042C:    3B   ASCII character ;
042D:    41   ASCII character A (identifier)
042E:    00   END OF LINE marker (binary zero)

This is quite the same, but we may verify that the link address of the first line does actually point to the start of this line. For the next line, as we're already familiar with the pattern, we skip a few bytes and are concerned only with the interesting part:

30 IF A>0 GOTO 10’

042F: 3E 04   link to next line, $043E
0431: 1E 00   line number (binary), $001E = 30
...
0439:    89   BASIC token GOTO
043A:    20   ASCII character <blank>
043B: 31 30   ASCII sequence ‘10’ (line number)
043D:    00   END OF LINE marker (binary zero)

As we can see, while line numbers are generally stored as binaries, when they occur as a jump target in BASIC text, they are stored as plain ASCII strings!

40 END’

043E: 44 04   link to next line, $0444
0440: 28 00   line number (binary), $0028 = 40
0442:    80   BASIC token END
0443:    00   END OF LINE marker (binary zero)

0444: 00 00   line link 0000 => end of code

And here’s our very last line. What’s interesting here, is that it is not the END keyword, which ends the code in memory, this one rather instructs the interpreter to end its execution. What really marks the end of the code, is an empty (zero) line link, which marks the end of the linked list of BASIC lines. This is essential to the housekeeping of the BASIC interpreter. Without, we may encounter some difficulties, when we try to add, insert or edit a line.

Commodore BASIC lines as linked list
Commodore BASIC lines are stored as a linked list.

Renumbering

As you probably have worked out already, a simple renumbering algorithm is as simple as following the line links, starting from the BASIC start address (here, on a PET 2001: $0401) and fixing the binary line numbers, LO-byte first, followed by the HI-byte. This is also what most of the tutorial aplications do. However, this is a bit of a naïve approach, because we would probably end up with a nonfunctional program, since the jump targets were left untouched. By leaving this to the user, our utility wouldn’t do a particularly great job.

Identifying Jump Targets

As we’ve seen above, line numbers as jump targets are stored as ASCII literals in the program text. These are quite easy to identify, since they may be preceded by just a few keywords. Namely, these are:

All of them come with a few of special cases:

Line Numbers as Jump Targets

As previously observed, line numbers are stored as plain ASCCI strings. However, there’s more to them. They may not only be proceded by any number of spaces, they may also contain any number of spaces, which will be simply ignored by the interpreter.

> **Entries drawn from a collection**

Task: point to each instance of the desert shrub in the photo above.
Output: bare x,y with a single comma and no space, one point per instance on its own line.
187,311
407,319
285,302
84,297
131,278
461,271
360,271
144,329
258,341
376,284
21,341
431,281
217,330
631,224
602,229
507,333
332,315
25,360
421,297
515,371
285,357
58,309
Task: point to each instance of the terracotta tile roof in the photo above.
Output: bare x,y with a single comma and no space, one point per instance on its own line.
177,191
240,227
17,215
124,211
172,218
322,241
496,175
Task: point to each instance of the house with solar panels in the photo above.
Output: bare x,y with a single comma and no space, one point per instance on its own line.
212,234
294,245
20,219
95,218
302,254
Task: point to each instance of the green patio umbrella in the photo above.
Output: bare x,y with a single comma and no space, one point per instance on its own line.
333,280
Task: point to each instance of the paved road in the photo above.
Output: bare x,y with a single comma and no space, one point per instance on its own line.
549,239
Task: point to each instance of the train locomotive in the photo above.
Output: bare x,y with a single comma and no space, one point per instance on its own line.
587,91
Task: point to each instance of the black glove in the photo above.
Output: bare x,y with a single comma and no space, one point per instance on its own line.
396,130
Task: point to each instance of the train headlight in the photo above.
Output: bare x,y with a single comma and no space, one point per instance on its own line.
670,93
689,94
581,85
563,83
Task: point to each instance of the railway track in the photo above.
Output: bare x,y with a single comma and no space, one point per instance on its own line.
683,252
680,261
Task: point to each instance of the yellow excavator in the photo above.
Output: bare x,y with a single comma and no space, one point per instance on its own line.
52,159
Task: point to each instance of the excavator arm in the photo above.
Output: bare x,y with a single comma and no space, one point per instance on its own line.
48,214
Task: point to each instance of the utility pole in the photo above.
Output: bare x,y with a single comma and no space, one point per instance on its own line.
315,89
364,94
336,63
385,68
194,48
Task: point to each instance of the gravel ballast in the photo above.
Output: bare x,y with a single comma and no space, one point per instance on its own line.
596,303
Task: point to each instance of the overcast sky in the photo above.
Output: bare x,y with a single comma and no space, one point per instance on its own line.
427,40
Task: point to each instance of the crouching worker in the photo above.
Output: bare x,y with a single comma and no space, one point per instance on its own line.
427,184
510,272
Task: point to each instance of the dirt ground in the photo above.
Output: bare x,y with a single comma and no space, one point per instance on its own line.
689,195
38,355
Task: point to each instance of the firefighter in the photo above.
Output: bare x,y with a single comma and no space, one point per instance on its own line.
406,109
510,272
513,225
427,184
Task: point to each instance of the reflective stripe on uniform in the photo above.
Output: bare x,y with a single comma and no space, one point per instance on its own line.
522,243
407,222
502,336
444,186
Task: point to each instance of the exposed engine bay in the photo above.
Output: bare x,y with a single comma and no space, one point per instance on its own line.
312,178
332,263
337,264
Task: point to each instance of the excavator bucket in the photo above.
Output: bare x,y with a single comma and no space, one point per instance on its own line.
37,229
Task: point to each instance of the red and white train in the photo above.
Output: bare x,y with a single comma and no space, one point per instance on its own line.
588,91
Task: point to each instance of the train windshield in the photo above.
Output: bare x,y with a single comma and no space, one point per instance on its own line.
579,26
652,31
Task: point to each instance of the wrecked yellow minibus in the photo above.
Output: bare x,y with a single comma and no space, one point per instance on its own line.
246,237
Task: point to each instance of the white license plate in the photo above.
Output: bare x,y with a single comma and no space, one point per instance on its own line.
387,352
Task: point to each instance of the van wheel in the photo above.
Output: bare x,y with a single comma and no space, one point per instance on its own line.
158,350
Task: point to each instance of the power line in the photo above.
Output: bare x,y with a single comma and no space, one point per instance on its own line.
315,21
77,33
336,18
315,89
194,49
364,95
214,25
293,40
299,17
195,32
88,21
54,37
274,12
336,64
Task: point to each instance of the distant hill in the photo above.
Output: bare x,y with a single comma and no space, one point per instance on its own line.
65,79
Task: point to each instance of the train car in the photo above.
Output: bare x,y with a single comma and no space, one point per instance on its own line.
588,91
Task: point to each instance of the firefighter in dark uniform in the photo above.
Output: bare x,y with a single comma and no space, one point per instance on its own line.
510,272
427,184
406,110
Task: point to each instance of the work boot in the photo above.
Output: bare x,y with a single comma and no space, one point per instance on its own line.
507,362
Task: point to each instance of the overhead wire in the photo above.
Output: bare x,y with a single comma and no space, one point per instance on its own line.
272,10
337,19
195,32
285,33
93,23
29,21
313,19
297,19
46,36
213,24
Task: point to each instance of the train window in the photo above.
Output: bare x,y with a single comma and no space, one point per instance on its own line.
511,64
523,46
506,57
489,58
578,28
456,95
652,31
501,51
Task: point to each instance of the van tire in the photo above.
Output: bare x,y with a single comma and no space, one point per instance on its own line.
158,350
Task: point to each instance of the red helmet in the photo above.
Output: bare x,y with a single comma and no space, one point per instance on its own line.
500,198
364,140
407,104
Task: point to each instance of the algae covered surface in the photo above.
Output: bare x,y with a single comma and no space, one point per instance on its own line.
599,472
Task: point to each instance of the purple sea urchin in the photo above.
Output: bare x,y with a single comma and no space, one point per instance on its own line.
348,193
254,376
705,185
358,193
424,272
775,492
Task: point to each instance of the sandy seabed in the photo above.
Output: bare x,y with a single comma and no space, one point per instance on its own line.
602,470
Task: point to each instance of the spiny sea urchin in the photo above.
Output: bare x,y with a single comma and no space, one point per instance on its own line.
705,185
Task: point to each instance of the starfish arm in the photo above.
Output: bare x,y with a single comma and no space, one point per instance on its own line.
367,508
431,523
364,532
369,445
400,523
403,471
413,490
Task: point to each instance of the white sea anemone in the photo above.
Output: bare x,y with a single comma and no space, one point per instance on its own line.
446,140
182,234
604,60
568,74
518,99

> **Objective 1**
How would you render the sentence "Commodore BASIC lines are stored as a linked list." from the Commodore BASIC text in Spanish?
> **Objective 2**
Which lines of the rows contain the string "urchin"? List every one of them, matching case exactly.
The Commodore BASIC text and the rows have no connection to each other.

> **Answer 1**
Las líneas de Commodore BASIC se almacenan como una lista enlazada.

> **Answer 2**
Task: point to each instance of the purple sea urchin in the photo above.
Task: point to each instance of the spiny sea urchin in the photo above.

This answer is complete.